Texte fourni:
La veille, l’agent a vacciné plus de 300 chiens et chats à Ambanitsena, une autre commune dans la circonscription de Manjakandriana qui a droit à 17 500 doses pour la campagne en cours. Des cas de rage animale y ont été confirmés l’an passé. « L’ensemble du district est ciblé dès lors qu’il existe un cas avéré », souligne l’auxiliaire vétérinaire.

« Si vous tenez beaucoup à vos animaux, il faut bien les traiter. [...] Les vacciner réduit le risque pour les humains de contracter la rage. »

« Je fais vacciner notre chien pour la quatrième fois successive. Il est vacciné tous les ans. Beaucoup d’enfants passent tout près de chez nous chaque jour. J’ai peur qu’ils se fassent mordre par notre animal », témoigne Marie Eliane Rasoambolanoro, une mère de cinq enfants à Lampahamba.

La dose administrée est valable pour une seule année. « Vous êtes sûrement protégés contre la rage si vos chiens sont vaccinés et ils ne seront pas non plus infectés », rassure Rakotomalala. En milieu rural, les gens tiennent tant à leurs chiens pour des raisons de sécurité et aux chats pour lutter contre les rongeurs.

Une dizaine de victimes par an

Les animaux à sang chaud sont susceptibles de développer la rage et de la transmettre aux humains par la morsure, la griffure et le léchage des plaies. Sa recrudescence a principalement lieu durant la saison sèche, d’août à décembre. La direction des services vétérinaires (DSV) du pays a recensé 110 cas suspects de rage animale, 14 cas probables et 78 cas confirmés en 2020-2021.

Chaque année, la rage humaine tue sur l’île une dizaine de personnes et près de 59 000 autres dans le monde. Le ministère malgache de la Santé publique enregistre une moyenne annuelle de 20 000 morsures de chiens, responsables de 99 % de la rage humaine sur le territoire. « Les morsures n’évoluent pas toutes en rage humaine grâce à la prise en main et au traitement post-exposition », explique Dr Manuela Christophère Vololoniaina, directeur de la veille sanitaire, de la surveillance épidémiologique et riposte.

La période d’incubation va de 6 mois à 7 ans chez les animaux et de 15 jours à 1 an chez les humains, selon les précisions du Dr Nalitiana Rakotondrabe, chef de service de surveillance et lutte contre les maladies animales auprès de la DSV. Le délai dépend de la partie du corps touchée. Plus le point d’entrée du virus est proche de la tête, plus courte sera l’incubation. « Les signes cliniques se manifestent une fois le système nerveux atteint. Il est alors trop tard pour le malade », dit l’experte.

Quand la santé humaine dépend de la santé animale

La lutte contre la rage à Madagascar relève d’une lutte intégrée à laquelle contribuent les départements en charge de la santé animale et de la santé humaine. Un « Groupe Rage » est en place. Le pays dispose d’une stratégie nationale de la lutte. Le territoire est classé en zone à forte notification (14 districts), zone à faible notification (33 districts) et zone silencieuse (67 districts).

À faire: Condensez sous forme de liste à puces le paragraphe du texte fourni qui commence par « Chaque année, la rage humaine tue », en conservant ses faits principaux. Appuyez-vous uniquement sur le texte fourni.

Données extraites:
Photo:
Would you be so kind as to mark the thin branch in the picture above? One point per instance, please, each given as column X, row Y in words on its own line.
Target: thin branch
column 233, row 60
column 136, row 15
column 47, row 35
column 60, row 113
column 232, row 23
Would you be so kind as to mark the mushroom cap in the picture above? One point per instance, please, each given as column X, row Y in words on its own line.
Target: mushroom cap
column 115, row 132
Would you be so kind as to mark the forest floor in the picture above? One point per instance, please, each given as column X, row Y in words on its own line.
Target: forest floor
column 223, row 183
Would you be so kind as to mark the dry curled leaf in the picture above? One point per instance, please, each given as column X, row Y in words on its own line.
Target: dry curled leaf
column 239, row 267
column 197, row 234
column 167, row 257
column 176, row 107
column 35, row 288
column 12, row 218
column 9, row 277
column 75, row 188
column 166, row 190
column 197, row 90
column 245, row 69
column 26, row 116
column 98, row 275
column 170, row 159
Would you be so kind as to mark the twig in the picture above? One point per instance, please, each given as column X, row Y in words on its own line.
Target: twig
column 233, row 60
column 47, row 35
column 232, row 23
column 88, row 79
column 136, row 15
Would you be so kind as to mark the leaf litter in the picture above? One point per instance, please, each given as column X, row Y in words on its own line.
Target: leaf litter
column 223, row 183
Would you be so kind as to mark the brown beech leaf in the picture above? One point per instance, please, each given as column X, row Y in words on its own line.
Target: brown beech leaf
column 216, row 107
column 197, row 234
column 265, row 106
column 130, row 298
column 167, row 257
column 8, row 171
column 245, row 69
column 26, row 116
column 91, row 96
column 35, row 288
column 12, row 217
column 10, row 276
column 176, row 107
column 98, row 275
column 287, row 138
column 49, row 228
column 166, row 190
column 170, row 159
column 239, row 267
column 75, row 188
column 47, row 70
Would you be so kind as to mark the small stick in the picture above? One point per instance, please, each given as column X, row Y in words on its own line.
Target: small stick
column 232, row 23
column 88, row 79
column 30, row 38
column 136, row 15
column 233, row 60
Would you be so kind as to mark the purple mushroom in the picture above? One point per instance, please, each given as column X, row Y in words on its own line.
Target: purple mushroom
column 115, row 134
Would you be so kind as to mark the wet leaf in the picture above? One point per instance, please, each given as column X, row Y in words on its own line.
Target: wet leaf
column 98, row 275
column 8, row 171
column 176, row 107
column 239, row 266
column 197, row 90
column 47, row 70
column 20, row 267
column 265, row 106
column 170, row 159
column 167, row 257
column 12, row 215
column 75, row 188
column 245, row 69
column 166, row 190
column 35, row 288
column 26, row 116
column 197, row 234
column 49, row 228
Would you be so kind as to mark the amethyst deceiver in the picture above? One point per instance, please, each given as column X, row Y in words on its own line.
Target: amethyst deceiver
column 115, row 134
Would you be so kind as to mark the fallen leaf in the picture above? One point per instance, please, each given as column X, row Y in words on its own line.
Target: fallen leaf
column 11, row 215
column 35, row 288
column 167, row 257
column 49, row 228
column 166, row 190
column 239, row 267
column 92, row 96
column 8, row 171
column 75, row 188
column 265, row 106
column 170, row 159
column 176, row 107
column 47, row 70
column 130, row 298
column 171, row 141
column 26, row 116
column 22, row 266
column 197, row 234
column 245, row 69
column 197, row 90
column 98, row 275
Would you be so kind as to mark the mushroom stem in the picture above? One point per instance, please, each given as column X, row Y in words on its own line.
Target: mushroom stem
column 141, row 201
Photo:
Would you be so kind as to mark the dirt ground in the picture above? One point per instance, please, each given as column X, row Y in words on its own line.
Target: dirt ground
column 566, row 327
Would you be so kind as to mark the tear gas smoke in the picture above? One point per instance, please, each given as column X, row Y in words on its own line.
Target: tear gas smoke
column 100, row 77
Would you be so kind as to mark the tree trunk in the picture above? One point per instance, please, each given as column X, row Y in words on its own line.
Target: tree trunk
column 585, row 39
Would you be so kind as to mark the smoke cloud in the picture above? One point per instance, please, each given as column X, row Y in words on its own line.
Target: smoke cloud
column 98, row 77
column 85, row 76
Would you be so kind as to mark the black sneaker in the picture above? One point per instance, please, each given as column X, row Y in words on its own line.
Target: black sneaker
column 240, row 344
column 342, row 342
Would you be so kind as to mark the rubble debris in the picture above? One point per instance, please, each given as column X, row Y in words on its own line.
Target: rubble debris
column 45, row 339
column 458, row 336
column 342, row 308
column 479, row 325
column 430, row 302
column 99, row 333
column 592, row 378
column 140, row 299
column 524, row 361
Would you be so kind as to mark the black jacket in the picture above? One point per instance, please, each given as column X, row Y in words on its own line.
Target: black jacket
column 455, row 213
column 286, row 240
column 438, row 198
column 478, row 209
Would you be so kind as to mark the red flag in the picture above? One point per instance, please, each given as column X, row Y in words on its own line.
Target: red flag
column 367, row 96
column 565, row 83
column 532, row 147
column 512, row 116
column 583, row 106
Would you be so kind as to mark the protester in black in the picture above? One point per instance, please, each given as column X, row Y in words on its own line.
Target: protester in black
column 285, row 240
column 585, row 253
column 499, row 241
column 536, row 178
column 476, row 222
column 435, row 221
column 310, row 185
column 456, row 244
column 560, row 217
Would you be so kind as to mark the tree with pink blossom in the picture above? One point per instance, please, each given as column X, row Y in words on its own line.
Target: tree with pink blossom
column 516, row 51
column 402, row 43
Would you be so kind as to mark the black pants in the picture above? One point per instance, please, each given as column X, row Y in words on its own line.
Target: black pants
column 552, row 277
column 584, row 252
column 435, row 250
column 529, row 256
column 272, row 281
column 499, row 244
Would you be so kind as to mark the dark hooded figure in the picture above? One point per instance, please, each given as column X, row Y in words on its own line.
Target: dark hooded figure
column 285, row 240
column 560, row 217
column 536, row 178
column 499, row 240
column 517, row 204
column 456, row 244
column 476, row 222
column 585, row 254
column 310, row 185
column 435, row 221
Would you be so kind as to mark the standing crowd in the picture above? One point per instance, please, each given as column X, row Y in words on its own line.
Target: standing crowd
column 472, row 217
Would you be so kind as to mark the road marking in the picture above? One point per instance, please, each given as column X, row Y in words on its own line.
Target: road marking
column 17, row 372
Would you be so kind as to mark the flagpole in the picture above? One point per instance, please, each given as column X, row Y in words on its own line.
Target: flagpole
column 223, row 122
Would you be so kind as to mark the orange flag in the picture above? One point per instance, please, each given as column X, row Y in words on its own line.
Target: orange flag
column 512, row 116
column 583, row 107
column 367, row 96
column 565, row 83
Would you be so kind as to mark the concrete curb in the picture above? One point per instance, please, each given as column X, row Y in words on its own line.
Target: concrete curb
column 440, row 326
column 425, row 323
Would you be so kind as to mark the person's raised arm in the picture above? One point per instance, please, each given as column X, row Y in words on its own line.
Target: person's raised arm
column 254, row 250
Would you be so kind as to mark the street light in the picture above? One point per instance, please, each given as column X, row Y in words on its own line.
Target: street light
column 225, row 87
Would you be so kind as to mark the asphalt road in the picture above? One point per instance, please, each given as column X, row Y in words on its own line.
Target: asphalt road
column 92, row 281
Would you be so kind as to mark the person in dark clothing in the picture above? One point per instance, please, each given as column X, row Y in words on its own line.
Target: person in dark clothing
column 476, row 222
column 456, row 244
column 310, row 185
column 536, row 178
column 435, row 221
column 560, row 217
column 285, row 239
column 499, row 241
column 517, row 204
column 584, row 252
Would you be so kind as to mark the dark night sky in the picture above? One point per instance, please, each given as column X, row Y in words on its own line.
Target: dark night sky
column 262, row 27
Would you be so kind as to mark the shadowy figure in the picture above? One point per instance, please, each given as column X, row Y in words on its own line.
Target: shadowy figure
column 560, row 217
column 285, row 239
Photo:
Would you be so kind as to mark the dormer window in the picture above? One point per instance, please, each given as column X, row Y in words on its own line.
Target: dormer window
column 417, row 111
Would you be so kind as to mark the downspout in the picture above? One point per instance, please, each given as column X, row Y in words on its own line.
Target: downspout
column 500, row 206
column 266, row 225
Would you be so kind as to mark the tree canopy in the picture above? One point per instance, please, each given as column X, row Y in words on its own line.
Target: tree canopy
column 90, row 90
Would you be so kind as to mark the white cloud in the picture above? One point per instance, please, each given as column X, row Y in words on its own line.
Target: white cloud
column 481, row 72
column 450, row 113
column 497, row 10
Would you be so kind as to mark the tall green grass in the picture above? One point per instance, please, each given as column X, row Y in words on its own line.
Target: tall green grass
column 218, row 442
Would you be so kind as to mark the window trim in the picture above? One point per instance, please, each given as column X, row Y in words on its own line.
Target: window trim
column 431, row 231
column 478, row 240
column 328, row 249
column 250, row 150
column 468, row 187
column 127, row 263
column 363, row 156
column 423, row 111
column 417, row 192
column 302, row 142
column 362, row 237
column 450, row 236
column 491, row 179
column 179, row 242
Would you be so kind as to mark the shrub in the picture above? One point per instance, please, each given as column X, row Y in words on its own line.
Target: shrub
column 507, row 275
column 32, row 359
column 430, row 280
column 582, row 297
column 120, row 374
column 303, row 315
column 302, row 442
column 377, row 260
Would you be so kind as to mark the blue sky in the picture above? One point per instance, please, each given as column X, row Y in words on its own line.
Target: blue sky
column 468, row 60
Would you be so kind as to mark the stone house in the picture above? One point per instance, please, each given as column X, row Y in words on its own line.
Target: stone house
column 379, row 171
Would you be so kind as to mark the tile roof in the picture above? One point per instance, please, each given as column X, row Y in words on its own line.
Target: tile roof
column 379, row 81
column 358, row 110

Réponse:
- Chaque année, la rage humaine tue une dizaine de personnes sur l'île et près de 59 000 dans le monde.
- Le ministère malgache de la Santé publique enregistre en moyenne 20 000 morsures de chiens par an.
- Ces morsures sont responsables de 99 % de la rage humaine sur le territoire.
- Selon le Dr Manuela Christophère Vololoniaina, directeur de la veille sanitaire, de la surveillance épidémiologique et riposte, toutes les morsures n'évoluent pas en rage humaine grâce à la prise en main et au traitement post-exposition.